Source records:
::::::::::
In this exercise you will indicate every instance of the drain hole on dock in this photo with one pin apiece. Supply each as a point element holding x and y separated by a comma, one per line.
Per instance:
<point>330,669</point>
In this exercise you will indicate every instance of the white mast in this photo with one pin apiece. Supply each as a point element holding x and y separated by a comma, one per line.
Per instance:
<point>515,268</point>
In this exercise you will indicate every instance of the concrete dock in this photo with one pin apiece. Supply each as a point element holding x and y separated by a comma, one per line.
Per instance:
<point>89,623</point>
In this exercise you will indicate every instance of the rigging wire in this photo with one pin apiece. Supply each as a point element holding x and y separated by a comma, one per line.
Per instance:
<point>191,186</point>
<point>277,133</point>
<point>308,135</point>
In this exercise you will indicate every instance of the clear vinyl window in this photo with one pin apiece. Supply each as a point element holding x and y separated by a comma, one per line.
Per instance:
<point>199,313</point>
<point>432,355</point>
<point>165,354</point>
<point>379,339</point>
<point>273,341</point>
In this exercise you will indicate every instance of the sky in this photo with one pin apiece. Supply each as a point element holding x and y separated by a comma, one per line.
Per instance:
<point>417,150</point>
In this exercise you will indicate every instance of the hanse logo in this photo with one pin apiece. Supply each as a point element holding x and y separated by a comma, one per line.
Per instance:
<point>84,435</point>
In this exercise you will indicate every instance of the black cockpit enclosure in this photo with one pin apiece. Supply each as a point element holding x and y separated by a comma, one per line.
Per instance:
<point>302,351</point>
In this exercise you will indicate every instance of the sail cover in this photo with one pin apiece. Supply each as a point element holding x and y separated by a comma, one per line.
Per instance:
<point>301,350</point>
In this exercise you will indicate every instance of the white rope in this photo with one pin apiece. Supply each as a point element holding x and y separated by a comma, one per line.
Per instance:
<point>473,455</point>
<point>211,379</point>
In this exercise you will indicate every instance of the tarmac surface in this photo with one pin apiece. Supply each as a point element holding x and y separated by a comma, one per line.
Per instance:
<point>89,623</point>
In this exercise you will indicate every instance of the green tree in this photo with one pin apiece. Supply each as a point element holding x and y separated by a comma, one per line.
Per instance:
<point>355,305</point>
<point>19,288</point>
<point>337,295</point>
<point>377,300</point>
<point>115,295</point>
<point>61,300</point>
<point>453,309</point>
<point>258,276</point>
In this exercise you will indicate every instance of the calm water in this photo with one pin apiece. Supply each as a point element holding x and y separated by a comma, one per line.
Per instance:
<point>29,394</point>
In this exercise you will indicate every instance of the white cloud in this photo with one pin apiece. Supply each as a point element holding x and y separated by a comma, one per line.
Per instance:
::::::::::
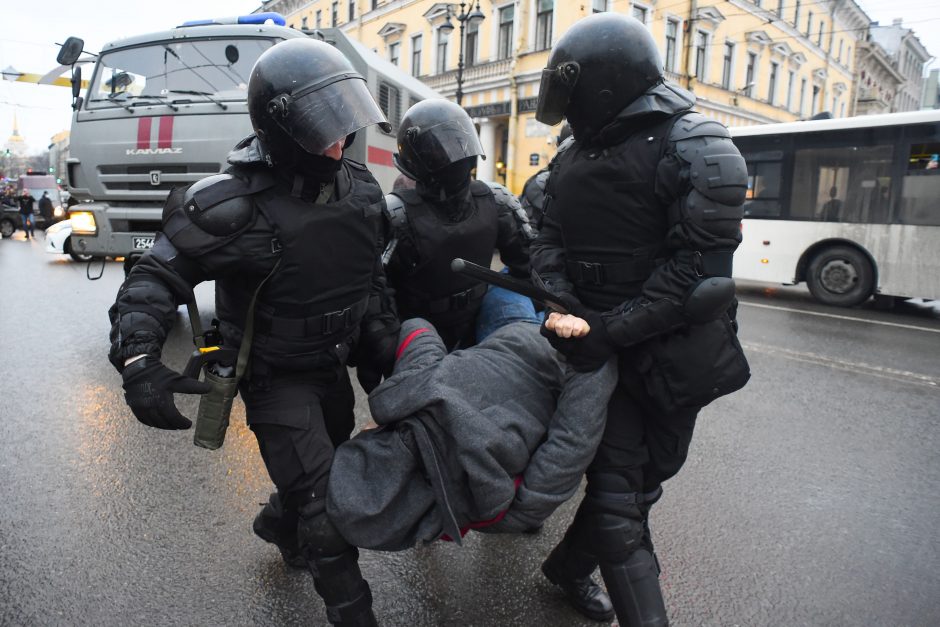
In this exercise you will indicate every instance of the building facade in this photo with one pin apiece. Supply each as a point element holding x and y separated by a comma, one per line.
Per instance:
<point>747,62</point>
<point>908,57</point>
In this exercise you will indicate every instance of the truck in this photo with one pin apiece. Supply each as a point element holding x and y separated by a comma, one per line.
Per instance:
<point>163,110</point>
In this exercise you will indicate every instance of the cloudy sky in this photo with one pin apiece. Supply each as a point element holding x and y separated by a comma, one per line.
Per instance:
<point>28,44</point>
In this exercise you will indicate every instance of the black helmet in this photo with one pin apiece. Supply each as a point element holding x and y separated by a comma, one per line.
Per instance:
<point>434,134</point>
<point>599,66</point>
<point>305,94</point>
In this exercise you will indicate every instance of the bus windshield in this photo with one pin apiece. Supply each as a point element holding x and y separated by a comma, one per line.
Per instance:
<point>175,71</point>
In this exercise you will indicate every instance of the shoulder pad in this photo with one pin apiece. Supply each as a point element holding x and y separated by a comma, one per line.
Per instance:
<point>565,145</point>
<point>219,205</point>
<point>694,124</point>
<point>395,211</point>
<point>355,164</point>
::::::::::
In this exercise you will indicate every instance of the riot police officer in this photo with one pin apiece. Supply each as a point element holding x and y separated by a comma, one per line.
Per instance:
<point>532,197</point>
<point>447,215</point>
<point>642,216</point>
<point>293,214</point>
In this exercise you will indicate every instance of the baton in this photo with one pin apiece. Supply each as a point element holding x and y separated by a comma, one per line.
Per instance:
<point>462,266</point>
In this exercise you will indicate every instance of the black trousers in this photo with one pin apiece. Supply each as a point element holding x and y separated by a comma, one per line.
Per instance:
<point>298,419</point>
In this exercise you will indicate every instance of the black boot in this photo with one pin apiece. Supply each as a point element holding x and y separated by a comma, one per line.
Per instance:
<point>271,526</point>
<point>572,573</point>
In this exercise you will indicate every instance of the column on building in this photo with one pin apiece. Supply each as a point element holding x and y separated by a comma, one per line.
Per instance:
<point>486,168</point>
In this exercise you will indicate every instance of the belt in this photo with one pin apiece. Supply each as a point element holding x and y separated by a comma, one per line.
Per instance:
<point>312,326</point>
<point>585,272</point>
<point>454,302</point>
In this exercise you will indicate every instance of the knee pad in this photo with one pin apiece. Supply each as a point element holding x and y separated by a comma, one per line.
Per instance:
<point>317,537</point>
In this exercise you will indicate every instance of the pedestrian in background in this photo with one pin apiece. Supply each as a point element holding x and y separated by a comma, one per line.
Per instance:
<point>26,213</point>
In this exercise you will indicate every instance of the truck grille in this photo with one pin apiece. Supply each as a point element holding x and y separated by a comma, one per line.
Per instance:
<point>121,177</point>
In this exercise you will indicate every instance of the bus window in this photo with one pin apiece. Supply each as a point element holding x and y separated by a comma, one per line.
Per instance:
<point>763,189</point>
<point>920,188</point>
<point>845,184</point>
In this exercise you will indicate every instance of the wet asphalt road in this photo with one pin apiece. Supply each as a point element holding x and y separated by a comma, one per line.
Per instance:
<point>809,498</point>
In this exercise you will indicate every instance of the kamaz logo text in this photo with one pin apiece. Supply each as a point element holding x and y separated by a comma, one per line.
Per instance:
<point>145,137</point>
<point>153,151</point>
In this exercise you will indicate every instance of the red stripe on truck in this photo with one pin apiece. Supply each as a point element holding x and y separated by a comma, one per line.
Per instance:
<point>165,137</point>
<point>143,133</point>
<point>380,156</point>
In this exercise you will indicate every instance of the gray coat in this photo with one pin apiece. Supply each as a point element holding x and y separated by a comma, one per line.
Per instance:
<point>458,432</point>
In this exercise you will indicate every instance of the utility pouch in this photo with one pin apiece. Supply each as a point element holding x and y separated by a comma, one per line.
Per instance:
::::::::::
> [Exercise prompt]
Restate word for word the lines of the data above, starting at the line containing "of the pedestrian" and ending at the line containing "the bus window", both included, and nothing more.

> [Response below]
In this exercise you will indicate every instance of the pedestrian in background in this photo with one pin apiece. Supply each as a point element holding x and y separated by a comma, one per line.
Per instance:
<point>26,213</point>
In this exercise you will indicate every instance of the truck grille in this photo with one pin apiece. Supply each as a point element holding x and y separated by a comma, one per line.
Per instance:
<point>121,177</point>
In this exercise you will indicate every instance of the bus window in this photo with one pin apiece. Supply each as a point element holding x and y separated by a comma, one per line.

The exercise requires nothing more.